[Natural language region descriptions]

--

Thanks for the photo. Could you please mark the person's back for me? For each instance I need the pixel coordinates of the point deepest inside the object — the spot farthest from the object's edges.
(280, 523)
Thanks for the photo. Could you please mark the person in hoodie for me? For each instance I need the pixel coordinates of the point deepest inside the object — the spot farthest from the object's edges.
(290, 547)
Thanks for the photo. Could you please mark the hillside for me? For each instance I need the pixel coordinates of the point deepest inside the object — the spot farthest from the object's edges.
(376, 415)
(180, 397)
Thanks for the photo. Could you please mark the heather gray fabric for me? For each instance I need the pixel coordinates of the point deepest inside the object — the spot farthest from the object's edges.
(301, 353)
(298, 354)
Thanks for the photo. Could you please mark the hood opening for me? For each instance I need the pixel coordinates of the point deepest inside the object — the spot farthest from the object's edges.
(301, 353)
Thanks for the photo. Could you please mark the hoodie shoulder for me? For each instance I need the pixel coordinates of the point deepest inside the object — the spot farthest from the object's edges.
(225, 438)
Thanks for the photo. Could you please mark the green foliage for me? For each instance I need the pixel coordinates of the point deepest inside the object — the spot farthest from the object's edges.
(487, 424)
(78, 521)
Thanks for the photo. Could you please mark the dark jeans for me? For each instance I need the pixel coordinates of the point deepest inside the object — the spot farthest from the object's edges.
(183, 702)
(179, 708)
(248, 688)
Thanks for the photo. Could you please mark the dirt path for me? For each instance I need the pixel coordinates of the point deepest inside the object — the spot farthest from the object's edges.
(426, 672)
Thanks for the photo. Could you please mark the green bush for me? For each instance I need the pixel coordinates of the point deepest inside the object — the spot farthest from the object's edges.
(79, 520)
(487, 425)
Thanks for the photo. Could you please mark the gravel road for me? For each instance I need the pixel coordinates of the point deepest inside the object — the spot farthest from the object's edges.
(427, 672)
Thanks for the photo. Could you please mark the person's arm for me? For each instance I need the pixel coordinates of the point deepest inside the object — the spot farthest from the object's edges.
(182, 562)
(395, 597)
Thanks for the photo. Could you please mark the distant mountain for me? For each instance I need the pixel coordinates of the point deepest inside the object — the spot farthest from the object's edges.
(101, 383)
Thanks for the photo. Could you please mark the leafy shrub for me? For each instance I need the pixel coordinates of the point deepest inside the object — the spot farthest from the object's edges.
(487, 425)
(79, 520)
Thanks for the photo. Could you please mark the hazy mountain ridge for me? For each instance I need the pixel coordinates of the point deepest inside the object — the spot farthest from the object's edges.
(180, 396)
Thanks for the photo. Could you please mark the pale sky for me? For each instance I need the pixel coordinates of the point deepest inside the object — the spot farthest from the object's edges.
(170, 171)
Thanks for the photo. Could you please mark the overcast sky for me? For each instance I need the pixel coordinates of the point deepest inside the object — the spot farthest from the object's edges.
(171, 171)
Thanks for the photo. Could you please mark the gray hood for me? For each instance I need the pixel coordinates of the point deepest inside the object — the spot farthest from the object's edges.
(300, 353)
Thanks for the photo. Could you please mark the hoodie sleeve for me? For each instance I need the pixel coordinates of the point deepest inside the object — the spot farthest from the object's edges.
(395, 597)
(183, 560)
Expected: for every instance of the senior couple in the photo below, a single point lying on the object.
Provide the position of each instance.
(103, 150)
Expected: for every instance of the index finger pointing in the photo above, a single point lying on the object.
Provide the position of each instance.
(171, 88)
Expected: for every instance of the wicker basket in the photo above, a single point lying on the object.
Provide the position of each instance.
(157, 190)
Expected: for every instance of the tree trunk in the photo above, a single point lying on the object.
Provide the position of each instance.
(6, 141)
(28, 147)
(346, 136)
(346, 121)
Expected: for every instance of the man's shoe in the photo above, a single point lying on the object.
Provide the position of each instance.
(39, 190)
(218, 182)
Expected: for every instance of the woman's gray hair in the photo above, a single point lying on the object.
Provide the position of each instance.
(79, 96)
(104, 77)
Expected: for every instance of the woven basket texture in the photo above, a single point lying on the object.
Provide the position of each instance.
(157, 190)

--

Retype the records above in full, exactly.

- _Exercise answer_
Thanks for the photo. Could you please mark the person's back for me? For each instance I need the pixel coordinates of the point deepest inside the object — the spot farthest from the object's edges.
(280, 523)
Thanks for the photo. Could you please mark the person in hoodie for me? For each instance I need the pixel coordinates of the point deepest inside the object — the spot farthest from the object's edges.
(290, 547)
Thanks for the photo. Could you please mark the hillside for me? For each instance I need the pixel coordinates of the point deepest inside the object — the spot farthest from the object's edges.
(376, 415)
(180, 397)
Thanks for the photo. Could you please mark the heather gray fabric for me? For each instance I need the pixel coordinates of the point deepest inside the object — the spot farthest from the object's edges.
(301, 353)
(298, 354)
Thanks for the photo. Could you please mark the hood opening for me? For each instance I need the pixel coordinates of the point deepest inside the object — the spot farthest from the object's edges.
(301, 353)
Thanks for the photo. Could you please mark the hoodie shoulder for me? For each instance I need the pixel coordinates of the point deepest inside the object — the spot farthest from the object's edges.
(225, 438)
Thanks for the photo. Could you please mark the green foliage for me? For each instance I need the pixel coordinates of the point deepest inside the object — the spot farthest from the object's edges.
(487, 424)
(78, 521)
Thanks for the photo. Could you please mark the dark jeans for me? For each instance I need the pixel coordinates of the point deepest inside the object — the spot farthest from the object's edges.
(183, 702)
(179, 708)
(248, 688)
Thanks for the photo. Could you please mark the dirt path for me? For each instance I need the pixel coordinates of the point deepest inside the object — the spot farthest from the object's edges.
(426, 672)
Thanks for the photo. Could you please mark the green bush for me? For each instance I need the pixel coordinates of the point deepest inside the object — the spot farthest from the object's edges.
(79, 520)
(487, 425)
Thanks for the photo. Could you please mark the gravel road for me? For each instance I need the pixel coordinates of the point deepest inside the object — the spot farthest from the object's edges.
(427, 672)
Thanks for the photo. Could you please mark the person's arm for me? For each instance I need the pixel coordinates of the point deepest inside the object — the spot farthest from the object's edges.
(182, 562)
(395, 597)
Thanks for the photo. Could you please mark the distant mountain for me? For each instance I need the pixel coordinates of the point deepest inside the object — the spot farthest from the object's edges.
(101, 383)
Thanks for the photo. Could you please mark the leafy shrub for me? For each instance I need the pixel coordinates of the point deepest inside the object — the spot farthest from the object's edges.
(487, 425)
(79, 520)
Thanks for the photo. Could you please mark the hazy mountain ridge for me? For each instance I need the pixel coordinates of the point deepest inside the object — the spot farthest from the object's edges.
(180, 396)
Thanks for the photo. Could you please mark the pale sky for me? For each instance I need the pixel coordinates of the point deepest inside the object — the spot farthest from the object's edges.
(170, 171)
Thanks for the photo. Could you please mark the overcast sky for me? For each instance I need the pixel coordinates of the point deepest inside the object — the spot farthest from the object's edges.
(171, 171)
Thanks for the photo. Could you please mark the gray hood for me? For each instance I need the pixel coordinates of the point deepest inside the object — the spot farthest from the object's edges.
(300, 353)
Thanks for the photo. Could you please mark the hoodie sleeve for me? For each instance I need the pixel coordinates of the point deepest inside the object — the spot farthest from the object's edges.
(395, 597)
(183, 560)
Expected: for every instance of the senior couple in the photo below, a single point lying on the object.
Provide the position of each instance.
(103, 150)
Expected: for every instance of the index finger pointing in the photo above, a single point lying on the object.
Provide the position of each instance.
(171, 88)
Expected: for every instance of the wicker basket in the photo above, a single point lying on the object.
Provide the position of each instance.
(157, 190)
Expected: for every instance of the tree trunk in the photo above, a single point lying on the object.
Provide the position of each instance.
(6, 141)
(28, 147)
(346, 136)
(346, 121)
Expected: for every instance of the man's shoe in the photo above, a single point lying on the object.
Provide the position of each instance.
(39, 190)
(218, 182)
Expected: for every instance of the woman's gray hair in the photo above, a single point lying on the object.
Provide the position of each instance.
(79, 96)
(104, 77)
Expected: for every instance of the woven basket texture in the photo above, a single point lying on the object.
Provide the position of each instance.
(157, 190)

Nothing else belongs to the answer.